What is required: Repeat the entries beneath in their entirety, precisely as given.

Data extract:
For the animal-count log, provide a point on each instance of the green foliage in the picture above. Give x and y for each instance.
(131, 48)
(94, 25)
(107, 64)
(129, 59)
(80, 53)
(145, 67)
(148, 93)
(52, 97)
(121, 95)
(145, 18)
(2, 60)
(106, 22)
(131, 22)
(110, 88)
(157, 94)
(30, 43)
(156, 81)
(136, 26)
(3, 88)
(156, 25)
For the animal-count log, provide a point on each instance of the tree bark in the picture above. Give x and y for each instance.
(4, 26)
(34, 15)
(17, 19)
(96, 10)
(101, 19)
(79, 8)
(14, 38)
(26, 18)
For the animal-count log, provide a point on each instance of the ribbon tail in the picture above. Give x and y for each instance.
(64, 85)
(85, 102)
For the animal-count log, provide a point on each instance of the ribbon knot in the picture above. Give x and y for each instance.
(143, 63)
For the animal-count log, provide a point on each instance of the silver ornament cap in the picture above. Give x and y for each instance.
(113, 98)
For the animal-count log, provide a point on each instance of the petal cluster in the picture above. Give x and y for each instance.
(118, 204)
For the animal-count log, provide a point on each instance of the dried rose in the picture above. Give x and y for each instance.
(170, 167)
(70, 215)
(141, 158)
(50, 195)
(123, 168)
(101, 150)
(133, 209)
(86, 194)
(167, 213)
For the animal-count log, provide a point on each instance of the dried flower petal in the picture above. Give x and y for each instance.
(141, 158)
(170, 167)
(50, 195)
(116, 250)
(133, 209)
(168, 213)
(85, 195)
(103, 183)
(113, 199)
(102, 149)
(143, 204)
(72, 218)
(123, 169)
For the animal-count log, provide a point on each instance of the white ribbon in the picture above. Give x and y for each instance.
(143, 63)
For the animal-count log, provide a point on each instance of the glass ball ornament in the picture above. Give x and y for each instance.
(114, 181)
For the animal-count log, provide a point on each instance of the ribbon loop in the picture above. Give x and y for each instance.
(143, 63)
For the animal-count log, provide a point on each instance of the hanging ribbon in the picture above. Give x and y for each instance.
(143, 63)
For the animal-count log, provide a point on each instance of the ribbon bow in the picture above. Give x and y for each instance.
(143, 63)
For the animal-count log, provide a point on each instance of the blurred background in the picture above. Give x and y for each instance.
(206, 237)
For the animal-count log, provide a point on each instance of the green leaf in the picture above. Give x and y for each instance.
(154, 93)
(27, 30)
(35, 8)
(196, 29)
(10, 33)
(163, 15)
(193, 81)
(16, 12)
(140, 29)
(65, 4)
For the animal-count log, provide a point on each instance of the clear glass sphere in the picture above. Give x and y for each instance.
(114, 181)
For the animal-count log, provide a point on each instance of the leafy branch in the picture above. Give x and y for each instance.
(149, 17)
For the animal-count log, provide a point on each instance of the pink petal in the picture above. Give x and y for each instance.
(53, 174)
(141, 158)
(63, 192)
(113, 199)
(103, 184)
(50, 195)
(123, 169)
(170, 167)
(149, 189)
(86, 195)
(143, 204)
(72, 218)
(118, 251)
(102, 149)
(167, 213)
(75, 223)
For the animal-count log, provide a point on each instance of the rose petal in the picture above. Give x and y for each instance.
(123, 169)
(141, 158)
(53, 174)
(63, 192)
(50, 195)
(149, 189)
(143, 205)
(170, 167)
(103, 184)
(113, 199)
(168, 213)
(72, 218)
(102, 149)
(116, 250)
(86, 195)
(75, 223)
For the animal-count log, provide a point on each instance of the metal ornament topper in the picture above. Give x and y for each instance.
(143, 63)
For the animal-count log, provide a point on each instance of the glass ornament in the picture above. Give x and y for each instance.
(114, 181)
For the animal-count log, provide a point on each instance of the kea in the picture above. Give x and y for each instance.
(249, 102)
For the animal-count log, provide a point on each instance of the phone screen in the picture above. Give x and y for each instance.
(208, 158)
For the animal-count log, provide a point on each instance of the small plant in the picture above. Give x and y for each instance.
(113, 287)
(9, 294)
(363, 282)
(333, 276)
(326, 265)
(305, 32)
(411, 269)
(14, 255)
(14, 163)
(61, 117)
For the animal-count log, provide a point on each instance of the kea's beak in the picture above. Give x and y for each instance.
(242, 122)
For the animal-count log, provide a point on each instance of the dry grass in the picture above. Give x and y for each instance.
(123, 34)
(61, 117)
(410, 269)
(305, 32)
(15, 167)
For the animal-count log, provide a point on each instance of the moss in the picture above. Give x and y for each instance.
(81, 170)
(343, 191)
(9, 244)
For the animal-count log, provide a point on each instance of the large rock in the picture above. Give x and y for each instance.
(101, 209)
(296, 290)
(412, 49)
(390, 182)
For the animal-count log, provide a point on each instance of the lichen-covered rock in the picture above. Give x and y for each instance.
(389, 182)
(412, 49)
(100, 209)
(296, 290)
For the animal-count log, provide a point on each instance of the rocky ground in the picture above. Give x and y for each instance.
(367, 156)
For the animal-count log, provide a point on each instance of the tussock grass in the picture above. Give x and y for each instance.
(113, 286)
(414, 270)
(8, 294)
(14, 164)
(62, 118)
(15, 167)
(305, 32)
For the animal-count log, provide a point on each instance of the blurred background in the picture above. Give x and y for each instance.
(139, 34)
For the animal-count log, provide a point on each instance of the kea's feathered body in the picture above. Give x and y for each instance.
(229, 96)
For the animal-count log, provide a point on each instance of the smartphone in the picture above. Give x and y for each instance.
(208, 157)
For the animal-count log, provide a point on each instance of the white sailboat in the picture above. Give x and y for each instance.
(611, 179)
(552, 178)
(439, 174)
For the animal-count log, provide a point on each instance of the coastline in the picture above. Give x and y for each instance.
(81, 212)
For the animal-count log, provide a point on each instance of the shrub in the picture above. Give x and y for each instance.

Answer space:
For the animal-count log, provide a point on each instance of the green foliage in the picture above. Give x and y for each instance.
(131, 48)
(94, 25)
(107, 64)
(129, 59)
(80, 53)
(145, 67)
(148, 93)
(52, 97)
(121, 95)
(145, 18)
(2, 60)
(106, 22)
(131, 22)
(110, 88)
(157, 94)
(30, 43)
(156, 81)
(136, 26)
(3, 88)
(156, 25)
For the animal-count log, provide a point on each instance of the tree bark in the picture above. Give x and y for each instance.
(4, 26)
(34, 15)
(17, 19)
(96, 10)
(101, 19)
(79, 8)
(14, 38)
(26, 18)
For the animal-count log, provide a point on each instance of the ribbon tail in the picture above. Give x and y for each instance.
(64, 85)
(85, 102)
For the animal-count log, provide a point on each instance of the ribbon knot in the picture above. Give x and y for each instance.
(143, 63)
For the animal-count log, provide a point on each instance of the silver ornament cap in the picture above. Give x and y for each instance.
(113, 98)
For the animal-count log, provide a point on each instance of the petal cluster in the picture above. Give x and y for each instance.
(118, 204)
For the animal-count log, provide a point on each instance of the dried rose in the picture above. Give x and y for each instance.
(170, 167)
(70, 215)
(141, 158)
(50, 195)
(123, 168)
(101, 150)
(133, 209)
(86, 194)
(167, 213)
For the animal-count log, provide a point on each instance of the dried flower petal in the picture above. Give x and y for each instance.
(141, 158)
(170, 167)
(50, 195)
(116, 250)
(133, 209)
(168, 213)
(85, 195)
(103, 183)
(113, 199)
(102, 149)
(143, 204)
(72, 218)
(123, 169)
For the animal-count log, provide a point on each instance of the white ribbon in the picture above. Give x and y for each instance.
(143, 63)
For the animal-count log, provide a point on each instance of the glass ball ornament in the picture above. Give x and y for each instance.
(114, 181)
For the animal-count log, provide a point on each instance of the ribbon loop in the picture above. Give x and y for each instance.
(143, 63)
For the animal-count log, provide a point on each instance of the hanging ribbon in the picture above. Give x and y for each instance.
(143, 63)
For the animal-count log, provide a point on each instance of the ribbon bow in the picture above. Give x and y for each instance.
(143, 63)
For the animal-count log, provide a point on each instance of the blurred background in the picture above. Give x and y for each instance.
(206, 237)
For the animal-count log, provide a point on each instance of the green leaf in the picture above. Give x and y for each instance.
(154, 93)
(27, 30)
(35, 8)
(196, 29)
(10, 33)
(163, 15)
(193, 81)
(16, 12)
(140, 29)
(65, 4)
For the animal-count log, provide a point on each instance of the clear glass sphere in the picture above. Give x and y for each instance.
(114, 181)
For the animal-count log, provide a point on each instance of the leafy branch in the picture above. Give x and y for each instance.
(149, 17)
For the animal-count log, provide a point on each instance of the pink petal in the picture above. Give x and y for each instance.
(53, 174)
(141, 158)
(63, 192)
(113, 199)
(103, 184)
(50, 195)
(123, 169)
(170, 167)
(149, 189)
(86, 195)
(143, 204)
(72, 218)
(118, 251)
(102, 149)
(167, 213)
(75, 223)
For the animal-count log, provide a point on each instance of the rose petal in the picture above. Give x and y for each instance.
(123, 169)
(141, 158)
(53, 174)
(63, 192)
(50, 195)
(149, 189)
(143, 205)
(170, 167)
(103, 184)
(113, 199)
(168, 213)
(72, 218)
(102, 149)
(116, 250)
(86, 195)
(75, 223)
For the animal-count log, provide a point on each instance of the metal ornament topper in the picture above. Give x and y for each instance.
(143, 63)
For the animal-count log, provide a point on each instance of the glass ornament in the picture above. Give x and y for each instance.
(114, 181)
For the animal-count log, provide a point on each instance of the kea in the picture above. Give x and y for each instance.
(249, 102)
For the animal-count log, provide a point on each instance of the phone screen in the picture above. Give x and y for each instance.
(208, 158)
For the animal-count log, provide a point on each instance of the small plant in the picture above. Give x and y for each instance.
(113, 287)
(9, 294)
(363, 282)
(333, 276)
(326, 265)
(305, 32)
(411, 269)
(14, 255)
(14, 163)
(61, 117)
For the animal-count log, provide a point on each instance of the kea's beak in the picture above. Give x and y for each instance.
(242, 122)
For the animal-count log, provide a point on each instance of the dry grass in the picture above. Give x and y for each instance.
(123, 34)
(61, 117)
(410, 269)
(305, 32)
(15, 167)
For the animal-count log, provide a point on each instance of the moss in the picture above. Give x and y for each instance.
(81, 170)
(343, 191)
(9, 244)
For the animal-count log, provide a point on each instance of the large rock in the picture above. Give x and y for each instance.
(101, 209)
(296, 290)
(412, 49)
(390, 182)
For the animal-count log, provide a point on each instance of the lichen-covered rock in the picture above. Give x and y for each instance.
(389, 182)
(412, 49)
(100, 209)
(296, 290)
For the animal-count log, provide a point on each instance of the rocky ground in the picture above. Give x and y for each instance.
(367, 156)
For the animal-count log, provide a point on each instance of the tussock grass in the picture above. Give x and y for each instance.
(113, 286)
(414, 270)
(8, 294)
(14, 164)
(62, 118)
(15, 167)
(305, 32)
For the animal-count log, provide a point on each instance of the blurred background in the picture above. Give x and y for each instance.
(139, 34)
For the animal-count log, provide a point on each instance of the kea's feathered body in the picture above. Give x and y for each instance.
(229, 96)
For the animal-count log, provide a point on each instance of the smartphone in the picture above. Give x and y for each instance.
(208, 157)
For the animal-count log, provide a point on each instance of the white sailboat in the picture above. Give x and y for each instance.
(611, 179)
(552, 178)
(439, 174)
For the animal-count log, provide a point on each instance of the coastline in the picture above. Give x and y for each instance.
(81, 212)
For the animal-count log, provide a point on each instance of the shrub in the picture above. Give x and y for each instance.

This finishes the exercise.